EXERCISE: Starting with the line that holds "220, row 120.", copy out each remaining line of the listing below, up to and including the last one, and include nothing else.

EXTRACTED ENTRIES:
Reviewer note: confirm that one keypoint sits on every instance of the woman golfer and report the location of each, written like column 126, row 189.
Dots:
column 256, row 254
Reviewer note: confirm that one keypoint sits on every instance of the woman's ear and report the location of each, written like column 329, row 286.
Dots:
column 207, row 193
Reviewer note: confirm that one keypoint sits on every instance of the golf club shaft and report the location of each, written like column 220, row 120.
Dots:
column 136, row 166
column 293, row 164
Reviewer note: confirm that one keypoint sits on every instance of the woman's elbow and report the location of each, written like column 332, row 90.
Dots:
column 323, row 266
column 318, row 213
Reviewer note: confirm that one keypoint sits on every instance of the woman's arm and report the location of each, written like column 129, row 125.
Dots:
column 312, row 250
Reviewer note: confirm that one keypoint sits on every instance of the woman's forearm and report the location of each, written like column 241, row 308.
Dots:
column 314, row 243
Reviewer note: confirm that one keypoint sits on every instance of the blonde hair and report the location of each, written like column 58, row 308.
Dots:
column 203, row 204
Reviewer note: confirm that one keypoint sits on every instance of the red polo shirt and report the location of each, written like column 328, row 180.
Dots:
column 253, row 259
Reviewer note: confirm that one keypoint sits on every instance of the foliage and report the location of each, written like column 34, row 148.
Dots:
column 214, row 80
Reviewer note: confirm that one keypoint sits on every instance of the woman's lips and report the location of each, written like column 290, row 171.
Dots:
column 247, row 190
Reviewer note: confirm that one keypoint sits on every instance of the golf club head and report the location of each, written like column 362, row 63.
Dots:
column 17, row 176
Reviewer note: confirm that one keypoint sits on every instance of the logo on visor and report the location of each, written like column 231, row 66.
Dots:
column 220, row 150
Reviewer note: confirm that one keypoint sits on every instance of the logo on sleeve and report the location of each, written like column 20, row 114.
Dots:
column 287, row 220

EXERCISE ANSWER:
Reviewer note: confirm that one keypoint sits on every instance of the golf club shaft and report the location of each, written like column 220, row 120.
Dots:
column 136, row 166
column 293, row 164
Reviewer note: confirm that one keypoint sits on every instance of the woman's elbow and report the location of each, written like column 332, row 90.
Dots:
column 323, row 266
column 318, row 213
Reviewer note: confirm that one keypoint sits on every instance of the woman's arm and report the location of each, written like column 129, row 125.
Dots:
column 312, row 250
Reviewer note: confirm that one keypoint sits on every instance of the woman's forearm and report the location of each, written like column 241, row 308.
Dots:
column 314, row 243
Reviewer note: confirm that one keypoint sits on every instance of the blonde hair and report the location of each, written like column 58, row 308.
Dots:
column 203, row 204
Reviewer note: confirm that one keypoint sits on every instance of the red polo shirt and report the location of each, written like column 328, row 180.
Dots:
column 253, row 259
Reviewer note: confirm that one keypoint sits on every instance of the foliage and report the location of each, written like column 34, row 148.
Dots:
column 214, row 80
Reviewer note: confirm that one keypoint sits on every instance of the woman's lips and report the location of each, written like column 290, row 171.
Dots:
column 247, row 190
Reviewer note: confirm that one keypoint sits on every instance of the golf club head and report the location of each, written like column 362, row 63.
Dots:
column 17, row 176
Reviewer note: confirm that one keypoint sits on every instance of the logo on visor and report the location of each, written like column 231, row 66.
Dots:
column 220, row 150
Reviewer note: confirm that one keypoint sits on every instance of the logo on sleeve and report the location of each, written like column 20, row 114.
Dots:
column 287, row 220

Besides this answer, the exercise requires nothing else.